_Exercise requirements_. Would you repeat each line below precisely as it stands?
[Exercise data]
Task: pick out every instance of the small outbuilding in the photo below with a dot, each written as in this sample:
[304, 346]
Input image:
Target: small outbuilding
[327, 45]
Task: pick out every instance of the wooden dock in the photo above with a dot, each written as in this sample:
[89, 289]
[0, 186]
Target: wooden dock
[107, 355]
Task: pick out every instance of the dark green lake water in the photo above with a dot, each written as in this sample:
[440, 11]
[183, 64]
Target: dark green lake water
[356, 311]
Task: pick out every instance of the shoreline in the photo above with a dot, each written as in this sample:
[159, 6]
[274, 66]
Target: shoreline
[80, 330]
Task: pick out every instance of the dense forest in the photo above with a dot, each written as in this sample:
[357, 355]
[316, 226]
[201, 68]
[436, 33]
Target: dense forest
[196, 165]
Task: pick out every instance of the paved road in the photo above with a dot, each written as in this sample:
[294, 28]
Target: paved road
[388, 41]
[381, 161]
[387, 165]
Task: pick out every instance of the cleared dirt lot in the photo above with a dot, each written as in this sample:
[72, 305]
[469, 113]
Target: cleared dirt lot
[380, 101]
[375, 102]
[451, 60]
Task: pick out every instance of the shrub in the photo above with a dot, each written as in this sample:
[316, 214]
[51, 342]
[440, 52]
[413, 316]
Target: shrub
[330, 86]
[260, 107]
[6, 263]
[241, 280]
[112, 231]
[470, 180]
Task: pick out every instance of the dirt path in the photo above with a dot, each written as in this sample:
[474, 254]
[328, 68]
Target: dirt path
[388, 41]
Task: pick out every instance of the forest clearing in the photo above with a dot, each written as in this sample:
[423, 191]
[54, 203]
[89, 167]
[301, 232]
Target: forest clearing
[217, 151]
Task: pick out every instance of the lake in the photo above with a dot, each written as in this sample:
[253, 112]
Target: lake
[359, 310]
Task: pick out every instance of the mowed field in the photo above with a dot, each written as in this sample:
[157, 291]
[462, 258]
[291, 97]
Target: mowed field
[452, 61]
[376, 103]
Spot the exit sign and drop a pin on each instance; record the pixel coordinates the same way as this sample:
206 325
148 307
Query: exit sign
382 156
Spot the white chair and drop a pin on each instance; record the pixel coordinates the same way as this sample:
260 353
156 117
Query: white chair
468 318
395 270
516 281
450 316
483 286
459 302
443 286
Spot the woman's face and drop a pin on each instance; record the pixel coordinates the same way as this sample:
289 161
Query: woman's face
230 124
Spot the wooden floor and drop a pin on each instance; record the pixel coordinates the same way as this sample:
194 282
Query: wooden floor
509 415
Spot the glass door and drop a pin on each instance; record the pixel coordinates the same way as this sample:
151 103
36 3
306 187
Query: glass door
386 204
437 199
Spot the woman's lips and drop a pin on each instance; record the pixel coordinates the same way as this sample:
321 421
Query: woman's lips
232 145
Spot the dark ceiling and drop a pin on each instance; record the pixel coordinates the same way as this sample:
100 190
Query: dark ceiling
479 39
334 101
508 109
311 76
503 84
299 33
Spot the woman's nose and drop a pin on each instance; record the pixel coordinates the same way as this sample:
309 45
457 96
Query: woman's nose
[/Exercise data]
_Answer section_.
Task: pick out every instance of the small outbuilding in the photo below with a dot, each written as in this sample:
[304, 346]
Input image:
Target: small outbuilding
[327, 45]
Task: pick out every instance of the wooden dock in the photo above with a dot, each written as in this sample:
[89, 289]
[0, 186]
Target: wooden dock
[107, 355]
Task: pick out every instance of the dark green lake water in the photo above with a dot, each written as in this sample:
[440, 11]
[183, 64]
Target: dark green lake water
[356, 311]
Task: pick out every instance of the shoreline in the photo above with a dot, each written as in this sample:
[159, 6]
[274, 66]
Target: shoreline
[80, 330]
Task: pick out every instance of the dense forest in the photo above with a dot, each written as in this sample:
[357, 355]
[316, 226]
[201, 68]
[436, 33]
Target: dense forest
[196, 165]
Task: pick out every instance of the paved road in the photo above with a dot, each written as in this sample:
[294, 28]
Target: paved road
[388, 41]
[381, 161]
[387, 165]
Task: pick out every instance of the cleared dirt lot in the photo above with a dot, each written as in this sample:
[72, 305]
[469, 113]
Target: cleared dirt lot
[380, 101]
[375, 102]
[451, 60]
Task: pick out every instance of the shrub in the photo above with a dot, each written as in this sample:
[316, 214]
[51, 342]
[440, 52]
[413, 316]
Target: shrub
[330, 86]
[260, 107]
[6, 263]
[241, 280]
[112, 231]
[470, 180]
Task: pick out every instance of the dirt path in the photo above with a dot, each written as in this sample:
[474, 254]
[328, 68]
Target: dirt path
[388, 41]
Task: pick out every instance of the forest clearing in the photo above with a dot, each written as in this sample:
[423, 191]
[54, 203]
[89, 167]
[301, 232]
Target: forest clearing
[217, 151]
Task: pick out every instance of the lake in the photo above with a dot, each written as in this sample:
[253, 112]
Target: lake
[359, 310]
Task: pick out every instance of the mowed field in the photo above with a dot, each written as in this sample:
[157, 291]
[462, 258]
[291, 97]
Target: mowed field
[452, 61]
[376, 103]
Spot the exit sign and drop a pin on each instance; record the pixel coordinates the same way as this sample:
206 325
148 307
Query: exit sign
382 156
Spot the white chair and drop a pin on each instance; record the pixel coordinates the same way as this sample:
260 353
156 117
Query: white chair
468 318
395 270
516 281
450 316
483 286
459 302
443 286
Spot the woman's face and drop a pin on each instance; record the pixel coordinates the same way as this sample:
289 161
Query: woman's face
230 124
Spot the wooden floor and drop a pin on each instance; record the pixel coordinates the same way as this sample:
194 282
Query: wooden floor
509 415
Spot the glass door and drop a pin on each instance; record the pixel coordinates the same way as this sample:
151 103
36 3
306 187
Query: glass door
386 204
437 199
Spot the woman's lips and drop a pin on each instance; record the pixel coordinates the same way as this sample:
321 421
Query: woman's lips
232 145
Spot the dark ceiling and drop a pin on each instance; record the pixel coordinates the same way as this sample:
100 190
Query: dark ceiling
479 39
334 101
508 109
311 76
503 84
299 33
Spot the woman's nose and drop a pin on each instance; record the pixel coordinates the same way as this sample:
309 45
457 96
Query: woman's nose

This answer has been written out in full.